Exercise:
Without the pictures, set down exactly the lines from the one that contains "point: purple flower" to the end of the entries, both included, and nothing besides.

### Exercise data ###

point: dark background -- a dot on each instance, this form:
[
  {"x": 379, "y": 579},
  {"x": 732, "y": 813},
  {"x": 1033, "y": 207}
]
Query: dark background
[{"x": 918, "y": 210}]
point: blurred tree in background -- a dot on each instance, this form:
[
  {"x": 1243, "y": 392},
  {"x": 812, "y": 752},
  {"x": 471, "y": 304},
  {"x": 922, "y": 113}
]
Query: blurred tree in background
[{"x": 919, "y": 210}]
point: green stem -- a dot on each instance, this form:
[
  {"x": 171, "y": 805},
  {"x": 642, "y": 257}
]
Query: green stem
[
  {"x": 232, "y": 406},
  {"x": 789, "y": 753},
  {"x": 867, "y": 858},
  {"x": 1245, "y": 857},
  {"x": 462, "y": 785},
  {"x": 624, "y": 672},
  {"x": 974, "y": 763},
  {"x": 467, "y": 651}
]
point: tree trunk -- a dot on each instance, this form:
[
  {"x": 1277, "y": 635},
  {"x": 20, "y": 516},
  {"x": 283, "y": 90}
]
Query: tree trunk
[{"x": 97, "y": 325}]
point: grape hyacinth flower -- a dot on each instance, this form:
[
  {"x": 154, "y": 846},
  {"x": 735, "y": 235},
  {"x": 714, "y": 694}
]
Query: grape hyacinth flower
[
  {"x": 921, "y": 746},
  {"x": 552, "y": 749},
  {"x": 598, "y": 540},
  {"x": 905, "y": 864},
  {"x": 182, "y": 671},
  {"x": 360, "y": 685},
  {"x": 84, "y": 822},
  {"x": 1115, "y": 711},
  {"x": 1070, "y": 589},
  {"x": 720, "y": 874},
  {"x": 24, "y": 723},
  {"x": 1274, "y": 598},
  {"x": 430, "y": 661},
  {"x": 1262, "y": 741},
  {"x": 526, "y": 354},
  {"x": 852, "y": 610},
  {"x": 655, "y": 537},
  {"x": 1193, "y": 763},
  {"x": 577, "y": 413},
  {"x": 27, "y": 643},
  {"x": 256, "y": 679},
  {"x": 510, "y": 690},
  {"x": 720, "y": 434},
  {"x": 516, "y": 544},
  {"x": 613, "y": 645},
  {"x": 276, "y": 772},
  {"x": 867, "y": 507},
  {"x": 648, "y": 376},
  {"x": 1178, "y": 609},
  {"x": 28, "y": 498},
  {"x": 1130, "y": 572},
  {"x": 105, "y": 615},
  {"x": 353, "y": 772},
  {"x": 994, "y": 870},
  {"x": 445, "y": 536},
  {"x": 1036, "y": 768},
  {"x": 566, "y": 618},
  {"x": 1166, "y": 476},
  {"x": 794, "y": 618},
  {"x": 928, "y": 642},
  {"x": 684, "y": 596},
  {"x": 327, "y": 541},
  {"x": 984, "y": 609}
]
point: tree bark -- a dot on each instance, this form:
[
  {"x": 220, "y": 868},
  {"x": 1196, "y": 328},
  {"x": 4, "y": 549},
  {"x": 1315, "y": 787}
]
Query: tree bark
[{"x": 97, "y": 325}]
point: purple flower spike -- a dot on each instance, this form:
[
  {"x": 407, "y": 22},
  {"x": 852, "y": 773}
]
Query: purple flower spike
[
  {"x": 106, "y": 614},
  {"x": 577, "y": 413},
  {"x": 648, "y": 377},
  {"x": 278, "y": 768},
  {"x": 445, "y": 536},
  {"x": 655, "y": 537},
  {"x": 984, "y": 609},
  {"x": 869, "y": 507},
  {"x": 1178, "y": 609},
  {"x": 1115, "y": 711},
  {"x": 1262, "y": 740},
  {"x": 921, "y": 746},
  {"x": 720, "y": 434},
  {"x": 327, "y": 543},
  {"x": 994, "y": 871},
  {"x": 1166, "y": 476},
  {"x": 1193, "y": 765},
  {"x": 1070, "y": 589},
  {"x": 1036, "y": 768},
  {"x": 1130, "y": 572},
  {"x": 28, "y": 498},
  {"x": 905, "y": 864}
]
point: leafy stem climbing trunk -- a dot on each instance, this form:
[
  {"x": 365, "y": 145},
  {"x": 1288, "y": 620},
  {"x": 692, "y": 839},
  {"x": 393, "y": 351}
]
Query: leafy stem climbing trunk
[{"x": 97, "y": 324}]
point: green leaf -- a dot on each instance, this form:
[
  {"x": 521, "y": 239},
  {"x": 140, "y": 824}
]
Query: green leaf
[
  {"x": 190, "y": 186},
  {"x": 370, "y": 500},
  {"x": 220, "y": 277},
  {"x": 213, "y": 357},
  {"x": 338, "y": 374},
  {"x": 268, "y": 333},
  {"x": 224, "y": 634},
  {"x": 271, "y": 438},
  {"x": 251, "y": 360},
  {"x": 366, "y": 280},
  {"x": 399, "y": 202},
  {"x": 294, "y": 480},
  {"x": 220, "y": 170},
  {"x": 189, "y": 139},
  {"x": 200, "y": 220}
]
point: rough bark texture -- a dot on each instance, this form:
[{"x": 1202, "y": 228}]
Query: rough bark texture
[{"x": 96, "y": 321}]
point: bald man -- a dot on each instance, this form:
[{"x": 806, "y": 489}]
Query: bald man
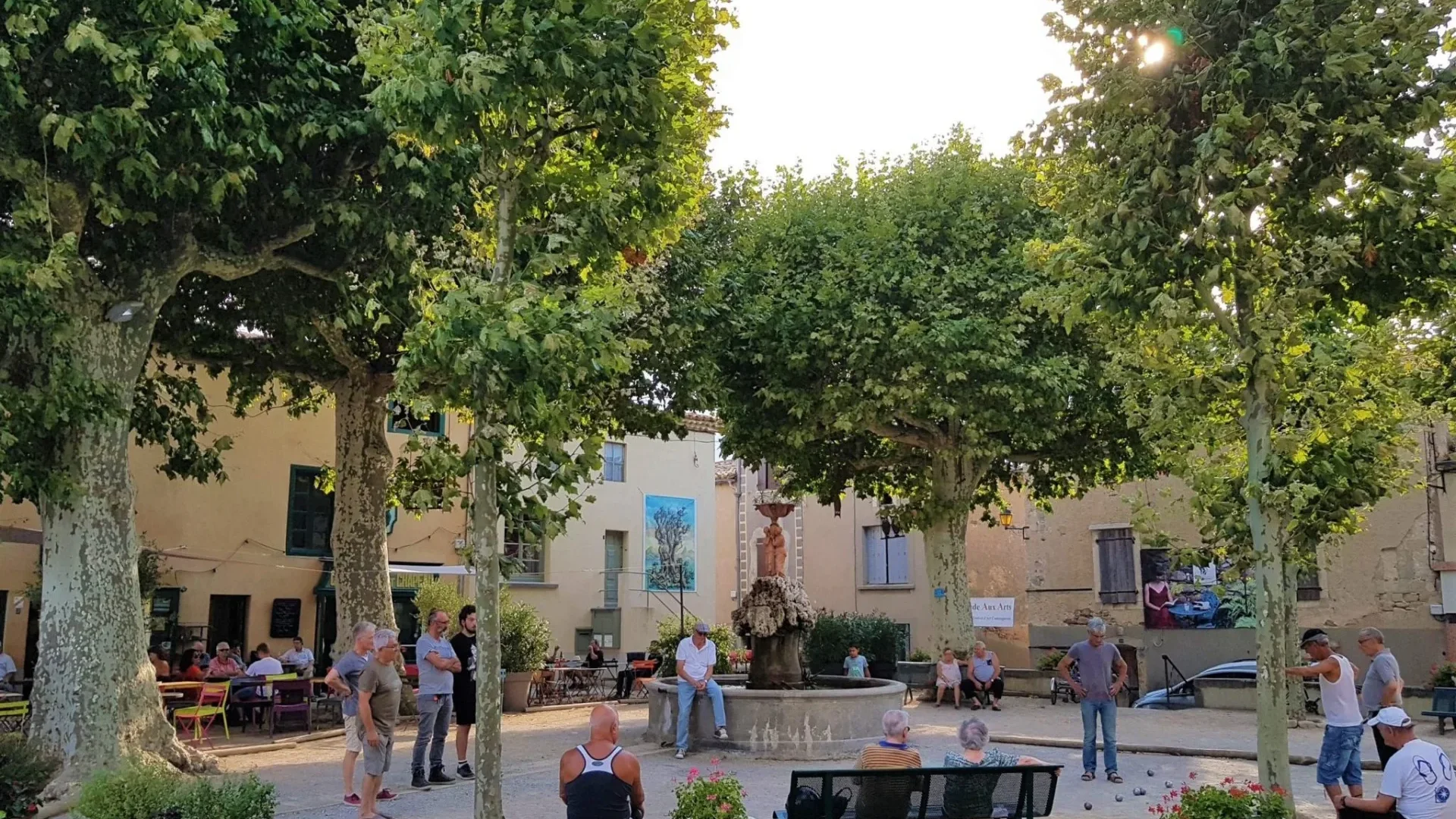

###

Answer for this exercise:
point: purple flower spike -- a dot on each instance, this form:
[
  {"x": 407, "y": 22},
  {"x": 852, "y": 773}
]
Query: purple flower spike
[
  {"x": 106, "y": 614},
  {"x": 577, "y": 413},
  {"x": 648, "y": 377},
  {"x": 278, "y": 768},
  {"x": 445, "y": 536},
  {"x": 655, "y": 537},
  {"x": 984, "y": 609},
  {"x": 869, "y": 507},
  {"x": 1178, "y": 609},
  {"x": 1115, "y": 711},
  {"x": 1262, "y": 740},
  {"x": 921, "y": 746},
  {"x": 720, "y": 434},
  {"x": 327, "y": 543},
  {"x": 994, "y": 871},
  {"x": 1166, "y": 476},
  {"x": 1193, "y": 765},
  {"x": 1070, "y": 589},
  {"x": 1036, "y": 768},
  {"x": 1130, "y": 572},
  {"x": 28, "y": 498},
  {"x": 905, "y": 864}
]
point: leafy stem climbing trunk -- a dot on each instance, this form:
[
  {"x": 365, "y": 145},
  {"x": 1288, "y": 620},
  {"x": 692, "y": 839},
  {"x": 393, "y": 351}
]
Query: leafy stem climbing trunk
[{"x": 97, "y": 324}]
point: green leaf -- a dot on each instance, this form:
[
  {"x": 521, "y": 239},
  {"x": 140, "y": 824}
]
Query: green leaf
[
  {"x": 190, "y": 186},
  {"x": 370, "y": 500},
  {"x": 220, "y": 277},
  {"x": 213, "y": 357},
  {"x": 338, "y": 374},
  {"x": 268, "y": 333},
  {"x": 224, "y": 634},
  {"x": 271, "y": 438},
  {"x": 251, "y": 360},
  {"x": 366, "y": 280},
  {"x": 399, "y": 202},
  {"x": 294, "y": 480},
  {"x": 220, "y": 170},
  {"x": 189, "y": 139},
  {"x": 200, "y": 220}
]
point: rough bark texture -- a dot on each instance, this form:
[{"x": 1202, "y": 228}]
Query: rough bark texture
[{"x": 96, "y": 321}]
point: bald man -- a dot on each instance, this form:
[{"x": 806, "y": 489}]
Query: bald man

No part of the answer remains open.